> [Lesetext]:
Wo stehen die DLV-Asse international?Aufgrund der Dominanz durch die afrikanischen Läufer gilt für die deutschen Läufer zunächst der kontinentale Vergleich als Maßstab.
Über 5.000 Meter findet man in Europa für dieses Jahr den Tübinger Arne Gabius (14.; 13:26,69 min) und Zelalem Martel von der LG Neckar/Enz (25.; 13:38,10 min) unter den ersten 25 Läufern. Immerhin zu den Top Ten gehört auf den 10.000 Metern der Europameister Jan Fitschen. Der Wattenscheider ist mit 28:02,25 Minuten Neunter, Zelalem Martel (28:34,24 min) hat sich auf Platz 23 eingereiht.
Die Momentaufnahme im Marathon, dessen Herbstsaison noch nicht abgeschlossen ist, weist den Spergauer Falk Cierpinski mit seiner zuletzt in Berlin gelaufenen neuen Bestzeit von 2:13:30 Stunden auf Platz 30 in Europa aus. Die Spitzenkräfte um den Schweizer Viktor Röthlin (2:07:23 h) laufen allerdings in einer anderen Liga.
Im weltweiten Vergleich sind alle deutschen Langstreckler von einem Bestenlistenplatz unter den ersten 50 weit entfernt. Aufgrund einer nicht zu dokumentierenden Endkampfchance gingen auch die Olympischen Spiele in Peking (China) ohne Beteiligung eines Ausdauerläufers in Schwarz-Rot-Gold über die Bühne.
Die Bilanz 2008
Von drei Olympia-Kandidaten, die DLV-Disziplintrainer Detlef Uhlemann mit Arne Gabius, Jan Fitschen und dem verletzten Chemnitzer André Pollmächer im Notizblock stehen hatte, schaffte es keiner nach Peking. „Wir haben bei denjenigen, bei denen wir eine Chance gesehen haben, bis zuletzt gekämpft“, stellt der Coach fest.

> [Übungsdaten]:
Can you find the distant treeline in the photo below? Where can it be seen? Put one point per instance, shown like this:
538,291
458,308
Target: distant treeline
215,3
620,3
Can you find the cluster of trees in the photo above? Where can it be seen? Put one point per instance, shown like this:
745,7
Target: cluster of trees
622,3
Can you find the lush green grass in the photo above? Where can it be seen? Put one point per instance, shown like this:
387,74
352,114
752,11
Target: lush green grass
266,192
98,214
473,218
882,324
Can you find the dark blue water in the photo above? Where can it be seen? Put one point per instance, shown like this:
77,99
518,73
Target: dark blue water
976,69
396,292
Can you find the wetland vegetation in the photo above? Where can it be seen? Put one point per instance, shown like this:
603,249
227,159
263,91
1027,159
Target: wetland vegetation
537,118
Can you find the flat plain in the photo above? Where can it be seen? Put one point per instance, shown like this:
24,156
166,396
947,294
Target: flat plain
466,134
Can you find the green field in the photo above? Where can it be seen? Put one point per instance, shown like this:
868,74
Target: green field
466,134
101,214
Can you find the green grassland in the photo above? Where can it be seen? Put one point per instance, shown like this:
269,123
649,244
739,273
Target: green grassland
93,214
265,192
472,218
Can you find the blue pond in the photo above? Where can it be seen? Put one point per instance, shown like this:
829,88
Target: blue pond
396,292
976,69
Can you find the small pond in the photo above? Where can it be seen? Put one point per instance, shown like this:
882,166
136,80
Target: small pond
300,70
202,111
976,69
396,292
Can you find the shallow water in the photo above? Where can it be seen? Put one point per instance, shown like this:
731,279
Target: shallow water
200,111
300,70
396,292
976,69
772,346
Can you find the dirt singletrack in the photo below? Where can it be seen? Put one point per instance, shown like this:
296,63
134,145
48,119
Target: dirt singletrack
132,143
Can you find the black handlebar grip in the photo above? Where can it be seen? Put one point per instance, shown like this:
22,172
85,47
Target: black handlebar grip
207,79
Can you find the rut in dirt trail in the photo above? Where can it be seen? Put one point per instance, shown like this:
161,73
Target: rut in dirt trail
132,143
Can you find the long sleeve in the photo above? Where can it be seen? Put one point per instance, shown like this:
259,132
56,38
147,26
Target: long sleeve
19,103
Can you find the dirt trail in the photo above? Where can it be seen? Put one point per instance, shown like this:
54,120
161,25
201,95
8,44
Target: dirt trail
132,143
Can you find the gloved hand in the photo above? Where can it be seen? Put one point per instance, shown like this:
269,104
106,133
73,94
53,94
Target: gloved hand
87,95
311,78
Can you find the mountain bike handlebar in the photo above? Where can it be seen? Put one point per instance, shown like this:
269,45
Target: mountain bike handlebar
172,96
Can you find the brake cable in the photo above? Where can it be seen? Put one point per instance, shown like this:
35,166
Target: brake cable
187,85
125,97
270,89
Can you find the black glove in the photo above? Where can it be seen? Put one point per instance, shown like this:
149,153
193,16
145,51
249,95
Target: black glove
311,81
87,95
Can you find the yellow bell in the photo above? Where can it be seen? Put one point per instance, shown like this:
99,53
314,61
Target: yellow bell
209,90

> [Aufgaben]:
a - Zähle alle Personen auf, die im Lesetext mit Vor- und Nachnamen genannt werden.
b - Gib die Zeilen der Übungsdaten von der Zeile mit „Can you find the shallow“ bis zum Ende der Übungsdaten als Markdown-Tabelle mit den Spalten „Nr.“ und „Zeile“ wieder. Beide Enden gehören dazu, und Leerzeilen entfallen.
Lesetext und Übungsdaten sind voneinander unabhängiges Material.

> [Lösungen der Reihe]:
a - Arne Gabius, Zelalem Martel, Jan Fitschen, Falk Cierpinski, Viktor Röthlin, Detlef Uhlemann, André Pollmächer

b -
| Nr. | Zeile |
|---|---|
| 1 | Can you find the shallow water in the photo above? Where can it be seen? Put one point per instance, shown like this: |
| 2 | 731,279 |
| 3 | Target: shallow water |
| 4 | 200,111 |
| 5 | 300,70 |
| 6 | 396,292 |
| 7 | 976,69 |
| 8 | 772,346 |
| 9 | Can you find the dirt singletrack in the photo below? Where can it be seen? Put one point per instance, shown like this: |
| 10 | 296,63 |
| 11 | 134,145 |
| 12 | 48,119 |
| 13 | Target: dirt singletrack |
| 14 | 132,143 |
| 15 | Can you find the black handlebar grip in the photo above? Where can it be seen? Put one point per instance, shown like this: |
| 16 | 22,172 |
| 17 | 85,47 |
| 18 | Target: black handlebar grip |
| 19 | 207,79 |
| 20 | Can you find the rut in dirt trail in the photo above? Where can it be seen? Put one point per instance, shown like this: |
| 21 | 161,73 |
| 22 | Target: rut in dirt trail |
| 23 | 132,143 |
| 24 | Can you find the long sleeve in the photo above? Where can it be seen? Put one point per instance, shown like this: |
| 25 | 259,132 |
| 26 | 56,38 |
| 27 | 147,26 |
| 28 | Target: long sleeve |
| 29 | 19,103 |
| 30 | Can you find the dirt trail in the photo above? Where can it be seen? Put one point per instance, shown like this: |
| 31 | 54,120 |
| 32 | 161,25 |
| 33 | 201,95 |
| 34 | 8,44 |
| 35 | Target: dirt trail |
| 36 | 132,143 |
| 37 | Can you find the gloved hand in the photo above? Where can it be seen? Put one point per instance, shown like this: |
| 38 | 269,104 |
| 39 | 106,133 |
| 40 | 73,94 |
| 41 | 53,94 |
| 42 | Target: gloved hand |
| 43 | 87,95 |
| 44 | 311,78 |
| 45 | Can you find the mountain bike handlebar in the photo above? Where can it be seen? Put one point per instance, shown like this: |
| 46 | 269,45 |
| 47 | Target: mountain bike handlebar |
| 48 | 172,96 |
| 49 | Can you find the brake cable in the photo above? Where can it be seen? Put one point per instance, shown like this: |
| 50 | 35,166 |
| 51 | Target: brake cable |
| 52 | 187,85 |
| 53 | 125,97 |
| 54 | 270,89 |
| 55 | Can you find the black glove in the photo above? Where can it be seen? Put one point per instance, shown like this: |
| 56 | 149,153 |
| 57 | 193,16 |
| 58 | 145,51 |
| 59 | 249,95 |
| 60 | Target: black glove |
| 61 | 311,81 |
| 62 | 87,95 |
| 63 | Can you find the yellow bell in the photo above? Where can it be seen? Put one point per instance, shown like this: |
| 64 | 99,53 |
| 65 | 314,61 |
| 66 | Target: yellow bell |
| 67 | 209,90 |